WHAT THE TASK ASKS -> Express all of the data below as a two-column CSV with the header text,answer, with one row for each text and its answer. Put every value in a single quoted field with line breaks replaced by spaces, and leave out the pictures.

DATA ->

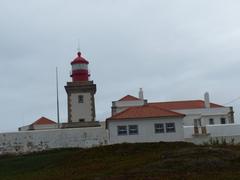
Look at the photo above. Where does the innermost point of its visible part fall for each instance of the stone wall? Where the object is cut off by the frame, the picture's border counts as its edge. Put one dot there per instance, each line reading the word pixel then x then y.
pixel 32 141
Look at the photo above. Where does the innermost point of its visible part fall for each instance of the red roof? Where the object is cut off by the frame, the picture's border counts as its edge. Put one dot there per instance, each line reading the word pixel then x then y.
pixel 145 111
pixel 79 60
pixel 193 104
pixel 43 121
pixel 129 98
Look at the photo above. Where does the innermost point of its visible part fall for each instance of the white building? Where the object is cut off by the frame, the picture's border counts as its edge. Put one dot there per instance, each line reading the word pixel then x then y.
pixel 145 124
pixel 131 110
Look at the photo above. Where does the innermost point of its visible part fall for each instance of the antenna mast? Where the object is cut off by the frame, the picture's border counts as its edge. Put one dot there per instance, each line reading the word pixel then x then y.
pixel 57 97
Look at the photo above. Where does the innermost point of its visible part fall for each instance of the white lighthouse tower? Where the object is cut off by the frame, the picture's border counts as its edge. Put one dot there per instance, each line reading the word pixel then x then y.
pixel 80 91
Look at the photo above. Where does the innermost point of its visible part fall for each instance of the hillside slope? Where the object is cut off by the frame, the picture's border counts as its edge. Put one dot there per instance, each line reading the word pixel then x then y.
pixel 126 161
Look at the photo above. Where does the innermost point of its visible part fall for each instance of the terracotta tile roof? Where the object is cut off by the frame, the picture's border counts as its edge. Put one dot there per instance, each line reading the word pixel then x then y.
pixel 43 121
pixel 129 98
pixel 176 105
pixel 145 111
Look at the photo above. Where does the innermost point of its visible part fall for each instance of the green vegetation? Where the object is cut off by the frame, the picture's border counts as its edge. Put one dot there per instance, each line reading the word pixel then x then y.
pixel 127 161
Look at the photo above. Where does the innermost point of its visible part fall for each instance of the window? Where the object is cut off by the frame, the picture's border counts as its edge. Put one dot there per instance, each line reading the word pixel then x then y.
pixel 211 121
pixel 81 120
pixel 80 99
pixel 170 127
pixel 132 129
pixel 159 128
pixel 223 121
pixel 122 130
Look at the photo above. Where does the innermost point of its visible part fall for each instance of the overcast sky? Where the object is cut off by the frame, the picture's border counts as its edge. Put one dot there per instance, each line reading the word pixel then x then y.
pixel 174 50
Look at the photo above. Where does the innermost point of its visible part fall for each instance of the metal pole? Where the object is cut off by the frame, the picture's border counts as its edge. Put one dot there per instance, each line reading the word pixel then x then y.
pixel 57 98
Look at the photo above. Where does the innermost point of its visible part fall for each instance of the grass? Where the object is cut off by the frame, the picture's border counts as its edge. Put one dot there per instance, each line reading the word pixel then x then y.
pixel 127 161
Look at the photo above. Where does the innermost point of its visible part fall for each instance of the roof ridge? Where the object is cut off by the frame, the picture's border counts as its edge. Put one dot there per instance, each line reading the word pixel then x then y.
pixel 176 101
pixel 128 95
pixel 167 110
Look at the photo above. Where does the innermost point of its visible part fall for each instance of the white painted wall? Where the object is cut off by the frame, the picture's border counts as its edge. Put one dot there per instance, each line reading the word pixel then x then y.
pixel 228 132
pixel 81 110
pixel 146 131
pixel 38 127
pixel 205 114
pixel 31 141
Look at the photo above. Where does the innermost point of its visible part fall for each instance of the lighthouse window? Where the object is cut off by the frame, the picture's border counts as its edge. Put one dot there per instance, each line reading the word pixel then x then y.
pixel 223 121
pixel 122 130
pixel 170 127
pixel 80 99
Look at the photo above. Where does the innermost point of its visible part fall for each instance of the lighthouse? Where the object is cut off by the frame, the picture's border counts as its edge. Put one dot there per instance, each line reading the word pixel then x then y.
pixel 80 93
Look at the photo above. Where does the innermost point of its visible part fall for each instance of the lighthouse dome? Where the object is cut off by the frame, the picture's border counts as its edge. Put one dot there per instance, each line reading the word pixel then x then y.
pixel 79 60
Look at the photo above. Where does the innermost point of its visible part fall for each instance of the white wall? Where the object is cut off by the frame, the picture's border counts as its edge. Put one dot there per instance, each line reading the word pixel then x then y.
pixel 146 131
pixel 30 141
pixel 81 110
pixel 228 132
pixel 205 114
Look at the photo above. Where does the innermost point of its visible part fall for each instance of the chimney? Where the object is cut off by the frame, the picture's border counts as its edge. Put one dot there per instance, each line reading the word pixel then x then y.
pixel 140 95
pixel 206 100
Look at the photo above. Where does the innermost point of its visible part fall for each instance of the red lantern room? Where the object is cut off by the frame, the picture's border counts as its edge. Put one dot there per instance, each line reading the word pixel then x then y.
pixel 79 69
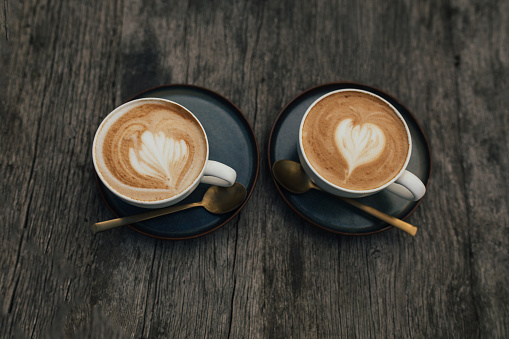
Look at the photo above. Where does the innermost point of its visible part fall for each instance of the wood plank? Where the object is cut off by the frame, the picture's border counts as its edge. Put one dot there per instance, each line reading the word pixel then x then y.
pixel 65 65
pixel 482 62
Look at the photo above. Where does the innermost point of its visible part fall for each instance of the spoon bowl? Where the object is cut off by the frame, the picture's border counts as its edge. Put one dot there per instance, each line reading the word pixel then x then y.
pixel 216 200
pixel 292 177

CORRECT ANSWER ->
text,answer
"Look at the photo above. Where does the innermost point of its visible part fall for each instance of the stone wall? Where the object is cut off by the frame, the picture's border counts as its edge. Put one dot there per instance, each line reading the word pixel then x then y.","pixel 32 141"
"Look at the photo above. Where does the innermost point of its visible part fall for each instance of the red roof? Where the object is cut off by the frame, the picture's border counts as its edge. Put one dot there per instance, each line reading the word pixel then x then y.","pixel 145 111 pixel 79 60 pixel 193 104 pixel 43 121 pixel 129 98"
"Look at the photo above. Where does the innermost point of its visible part fall for each instance of the white building? Where the object is cut off by the frame, the picture's border counts as its edge. Put one dot there per instance, each line reading the word pixel then x then y.","pixel 145 124 pixel 131 110"
"Look at the photo above. Where does the innermost point of its visible part fall for each instance of the antenna mast? Where the object is cut off by the frame, the picture's border counts as its edge. Put one dot there per instance, each line reading the word pixel then x then y.","pixel 57 97"
"Look at the photo above. Where does the innermost point of its visible part fall for each instance of the white lighthouse tower? Where the object is cut off by the frame, the picture's border counts as its edge. Put one dot there per instance, each line reading the word pixel then x then y.","pixel 80 91"
"Look at the photo above. Where does the innermost point of its visible part fall for each instance of the hillside slope? Where the object is cut off by the frame, the picture's border counts as its edge. Put one dot there per instance, each line reading the word pixel then x then y.","pixel 126 161"
"Look at the photo above. Where does the innermost point of its visible part fall for each instance of the terracotta tile roof? Where the object is cut off by the frame, the picture's border counts as its edge. Put one dot there per instance, each line reading the word pixel then x then y.","pixel 43 121 pixel 129 98 pixel 176 105 pixel 145 111"
"Look at the photo above. Where does the innermost point of its visible part fall for each instance of the green vegetation? Where the object is cut off by the frame, the picture's border counts as its edge. Put one dot there per instance, each line reading the word pixel then x then y.","pixel 127 161"
"Look at the photo above. Where does the innermost point of its visible part fall for each instance of the window? Where the object is cut off by the frame, the picture's border counts as its edge. Put one dot there per instance, each line reading the word pixel then x then y.","pixel 211 121 pixel 81 120 pixel 80 99 pixel 170 127 pixel 132 129 pixel 159 128 pixel 223 121 pixel 122 130"
"Look at the photo above. Where does the innermost point of its visible part fall for each instance of the overcast sky? Where the object is cut off by the frame, the picture's border counts as its edge. Put one dot there per instance, each line reading the word pixel then x then y.","pixel 174 50"
"Look at the photo above. Where does the innermost point of its visible part fall for each instance of the metal pole? Where the object is cut off by the frame, the picture's border counts as its edge. Put one dot there per instance, each line reading the word pixel then x then y.","pixel 57 98"
"Look at the photo above. Where does the innermost point of its visible part fall for each instance of the grass? Where the object is cut off by the frame, the picture's border counts as its edge. Put one dot there per instance, each line reading the word pixel then x then y.","pixel 127 161"
"Look at the photo above. Where does the innermost point of its visible part fall for each instance of the roof ridge? Where the object is cut off by the frame, the picture's border counts as its edge. Put one dot there per instance, each line reading the word pixel then x then y.","pixel 176 101 pixel 128 95 pixel 167 110"
"Look at the photo above. Where does the innermost point of its visible part fall for each instance of the white painted wall? Where the object is cut off by the frame, the picture's border counts as its edge. Put one dot there per instance, each line reading the word pixel then x then y.","pixel 228 132 pixel 81 110 pixel 146 131 pixel 38 127 pixel 205 114 pixel 31 141"
"Look at the photo above. Where does the innermost point of its visible part fall for each instance of the lighthouse window? Where the object is cut off by the frame, the picture's border counts as its edge. Put one dot there per instance, each line reading the word pixel then x then y.","pixel 223 121 pixel 122 130 pixel 170 127 pixel 80 99"
"Look at the photo above. Where does the innermost point of its visible part fall for each instance of the lighthouse? Where the object is cut off by the frame, the picture's border counts as its edge. Put one dot there per instance, each line reading the word pixel then x then y.","pixel 80 93"
"Look at the photo above. Where does the innermost point of its visible part fall for each instance of the lighthouse dome? Where the object is cut off by the frame, the picture's border counts as its edge. Put one dot there per instance, each line reading the word pixel then x then y.","pixel 79 60"
"Look at the photo above. Where does the innermost point of its visible part fall for each instance of the white wall? Where the object is cut off by the frame, the picture's border counts as its edge. Put one dot there per instance, each line reading the word pixel then x then y.","pixel 146 131 pixel 30 141 pixel 81 110 pixel 228 132 pixel 205 114"
"Look at the photo above. Where does the innermost point of its visible part fall for each instance of the chimney? Where the object is cut off by the frame, the picture's border counts as its edge. Put one dot there per instance, each line reading the word pixel then x then y.","pixel 140 95 pixel 206 100"
"Look at the photo above. Where does the innermost point of its visible part fall for each instance of the red lantern room? Where the object is cut off by the frame, the picture's border counts as its edge. Put one dot there per instance, each line reading the word pixel then x then y.","pixel 79 69"
"Look at the photo above. Where does the innermost point of its visible part fall for each instance of the wood plank? Where the object is cut off by the frame, the picture's border counts as its edge. Put one dot there per instance, each line reading the word pixel then x then y.","pixel 65 65 pixel 482 62"
"Look at the photo above. Where does the innermost point of its visible part fall for each instance of the spoon bowl? Where the object is cut off by the frame, the picture's border counts as its edge. Put one dot there per instance, each line reading the word pixel then x then y.","pixel 216 200 pixel 292 177"